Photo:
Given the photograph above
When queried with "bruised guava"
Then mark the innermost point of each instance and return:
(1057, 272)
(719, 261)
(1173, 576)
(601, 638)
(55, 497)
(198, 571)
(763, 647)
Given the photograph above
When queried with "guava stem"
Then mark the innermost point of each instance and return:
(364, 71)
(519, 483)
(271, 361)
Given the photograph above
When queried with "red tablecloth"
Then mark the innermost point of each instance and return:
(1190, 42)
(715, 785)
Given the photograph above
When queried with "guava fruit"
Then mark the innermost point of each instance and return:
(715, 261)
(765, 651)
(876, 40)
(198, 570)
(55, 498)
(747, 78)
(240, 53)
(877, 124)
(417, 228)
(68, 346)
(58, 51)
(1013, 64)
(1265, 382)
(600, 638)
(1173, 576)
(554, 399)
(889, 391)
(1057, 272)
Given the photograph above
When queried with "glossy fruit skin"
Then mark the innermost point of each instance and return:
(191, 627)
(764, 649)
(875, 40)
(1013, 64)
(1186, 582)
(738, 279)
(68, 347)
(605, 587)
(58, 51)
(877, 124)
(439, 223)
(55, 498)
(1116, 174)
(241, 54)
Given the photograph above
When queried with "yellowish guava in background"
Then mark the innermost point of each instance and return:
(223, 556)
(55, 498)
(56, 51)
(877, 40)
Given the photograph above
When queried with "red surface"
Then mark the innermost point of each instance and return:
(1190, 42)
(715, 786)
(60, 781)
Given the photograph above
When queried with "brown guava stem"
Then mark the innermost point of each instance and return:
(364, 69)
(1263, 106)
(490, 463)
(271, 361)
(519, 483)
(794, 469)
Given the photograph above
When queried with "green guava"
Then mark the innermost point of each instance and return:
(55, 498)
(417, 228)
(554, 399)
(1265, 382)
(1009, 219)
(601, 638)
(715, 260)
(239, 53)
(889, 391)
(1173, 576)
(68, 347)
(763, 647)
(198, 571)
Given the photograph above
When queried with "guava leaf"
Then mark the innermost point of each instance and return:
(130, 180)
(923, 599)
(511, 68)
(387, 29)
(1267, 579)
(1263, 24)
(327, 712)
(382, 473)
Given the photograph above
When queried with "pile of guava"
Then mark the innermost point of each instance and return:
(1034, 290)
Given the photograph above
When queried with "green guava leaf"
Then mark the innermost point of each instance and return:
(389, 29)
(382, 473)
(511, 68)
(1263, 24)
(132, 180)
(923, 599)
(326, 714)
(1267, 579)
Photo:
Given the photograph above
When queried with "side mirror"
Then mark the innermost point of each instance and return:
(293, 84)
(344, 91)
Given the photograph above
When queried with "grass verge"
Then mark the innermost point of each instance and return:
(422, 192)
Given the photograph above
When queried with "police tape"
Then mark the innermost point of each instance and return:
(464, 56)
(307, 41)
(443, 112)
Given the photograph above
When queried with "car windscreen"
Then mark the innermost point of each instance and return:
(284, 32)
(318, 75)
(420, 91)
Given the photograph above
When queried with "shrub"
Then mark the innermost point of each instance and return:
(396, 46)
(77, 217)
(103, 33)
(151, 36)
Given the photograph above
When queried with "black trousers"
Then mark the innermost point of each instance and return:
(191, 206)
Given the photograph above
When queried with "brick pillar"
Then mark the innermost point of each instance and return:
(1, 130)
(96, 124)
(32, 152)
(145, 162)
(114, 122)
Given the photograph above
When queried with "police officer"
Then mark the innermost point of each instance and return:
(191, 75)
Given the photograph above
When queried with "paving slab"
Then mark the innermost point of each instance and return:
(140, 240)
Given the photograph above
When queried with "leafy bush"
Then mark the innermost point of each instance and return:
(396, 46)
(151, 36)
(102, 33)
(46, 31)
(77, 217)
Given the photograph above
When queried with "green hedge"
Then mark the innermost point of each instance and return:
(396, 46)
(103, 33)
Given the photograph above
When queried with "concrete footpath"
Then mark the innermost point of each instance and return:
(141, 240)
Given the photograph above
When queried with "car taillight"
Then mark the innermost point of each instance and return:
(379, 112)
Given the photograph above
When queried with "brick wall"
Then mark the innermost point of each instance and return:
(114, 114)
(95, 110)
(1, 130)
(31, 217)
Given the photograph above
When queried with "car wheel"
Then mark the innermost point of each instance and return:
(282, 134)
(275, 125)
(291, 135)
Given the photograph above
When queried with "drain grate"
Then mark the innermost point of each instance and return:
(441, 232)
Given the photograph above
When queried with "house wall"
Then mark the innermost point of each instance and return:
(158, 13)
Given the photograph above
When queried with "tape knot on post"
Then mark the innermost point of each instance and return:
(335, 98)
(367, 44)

◆ **WHAT YOU SHOULD DO**
Using the data above, output each line exactly.

◆ **WORKED ANSWER**
Photo:
Given the photograph above
When queried with "bruised guava"
Then mark the innermost point of each instance and return:
(1057, 272)
(719, 261)
(1173, 576)
(601, 638)
(55, 497)
(198, 571)
(763, 647)
Given the photograph above
When queried with "guava stem"
Then mark the innermost point of each instance and return:
(364, 71)
(519, 483)
(271, 361)
Given the photograph above
When queried with "red tablecloth"
Then mark the innermost point of each instance and return:
(1190, 42)
(715, 785)
Given the photograph above
When queried with "guava fruit"
Then mark the innermost point of each instance and return:
(715, 261)
(765, 651)
(876, 40)
(198, 570)
(55, 498)
(747, 78)
(240, 53)
(877, 124)
(417, 228)
(68, 346)
(58, 51)
(1013, 64)
(1265, 382)
(600, 638)
(1173, 576)
(554, 399)
(889, 391)
(1057, 272)
Given the photograph above
When queried with "glossy fruit skin"
Then mark the innermost point of each instance and return:
(191, 627)
(764, 649)
(875, 40)
(1013, 64)
(1186, 582)
(738, 279)
(68, 347)
(605, 587)
(58, 51)
(877, 124)
(439, 223)
(55, 498)
(1116, 174)
(241, 54)
Given the photograph above
When queried with "yellowish guava in background"
Then mark the innermost point of each instance and return:
(223, 556)
(55, 498)
(56, 51)
(877, 40)
Given the photograph above
When queried with "red surface"
Then mark the innermost point of each instance and return:
(1190, 42)
(715, 786)
(60, 781)
Given the photograph above
When queried with "brown guava stem"
Then mark the innermost point of each instance and return:
(364, 69)
(1263, 106)
(490, 463)
(271, 361)
(519, 483)
(794, 469)
Given the photograph above
When queried with "green guava"
Then mark the innermost point of each instance and return:
(55, 498)
(417, 228)
(554, 399)
(1265, 382)
(1009, 219)
(601, 638)
(715, 260)
(239, 53)
(889, 391)
(1173, 576)
(68, 347)
(763, 647)
(198, 571)
Given the photograph above
When queried with "guava leaf"
Then mark the innermost point of each instance and return:
(130, 180)
(923, 599)
(511, 68)
(387, 29)
(1267, 579)
(1263, 24)
(327, 712)
(382, 473)
Given the photograph above
When queried with "pile of guava"
Then mark the innermost point of each instance and return:
(1034, 290)
Given the photograph above
When queried with "green guava leaf"
Then mark the innermost point of each instance and return:
(389, 29)
(382, 473)
(511, 68)
(1263, 24)
(132, 180)
(923, 599)
(326, 714)
(1267, 579)
Photo:
Given the photograph above
When queried with "side mirror"
Then mark the innermost point of each instance and return:
(293, 84)
(344, 91)
Given the photograph above
When queried with "grass verge"
Then mark the innermost point of each instance and return:
(422, 192)
Given the photograph above
When queried with "police tape"
Then mark the innermost point of each instance and return:
(464, 56)
(307, 41)
(443, 112)
Given the photograph above
When queried with "car windscreen"
Then mark the innermost point of each instance and return:
(284, 32)
(318, 75)
(420, 91)
Given the photograph above
When queried with "shrub"
Then mark the innermost point of each instance and return:
(396, 46)
(77, 217)
(103, 33)
(151, 36)
Given the photograph above
When queried with "black trousers"
Then mark the innermost point of each instance and return:
(191, 206)
Given the photograph above
When queried with "brick pillar"
Then mark the innermost point of each instance and return:
(1, 130)
(96, 124)
(32, 152)
(145, 162)
(114, 122)
Given the photograph above
When queried with "police officer"
Then mark the innermost point of each instance and return:
(191, 75)
Given the photograph above
When queried with "paving slab"
Then mark the innermost point of each instance and return:
(140, 240)
Given the photograph above
When queried with "leafy bush"
Then mark the innermost point of each instance and return:
(396, 46)
(151, 36)
(102, 33)
(46, 31)
(77, 217)
Given the photograph above
When queried with "green hedge"
Then mark the innermost point of each instance and return:
(396, 46)
(103, 33)
Given the photograph above
When queried with "concrete footpath"
Then mark the innermost point of each instance and return:
(141, 240)
Given the photograph above
When queried with "car taillight"
Then mark the innermost point of each instance and return:
(379, 112)
Given the photograph above
When queried with "brick wall"
Then mark the innermost point of each instance and return:
(114, 114)
(95, 110)
(1, 130)
(31, 217)
Given the photograph above
When queried with "car wheel"
Then mark the innermost point of each instance and return:
(282, 134)
(275, 125)
(291, 135)
Given the photograph above
When queried with "drain grate"
Then mark the innermost point of each instance and return:
(441, 232)
Given the photograph above
When queried with "house wall"
Then mark the innermost point of each instance and return:
(158, 13)
Given the photograph above
When queried with "tape knot on post"
Then mark the innermost point of each instance and return:
(335, 98)
(367, 44)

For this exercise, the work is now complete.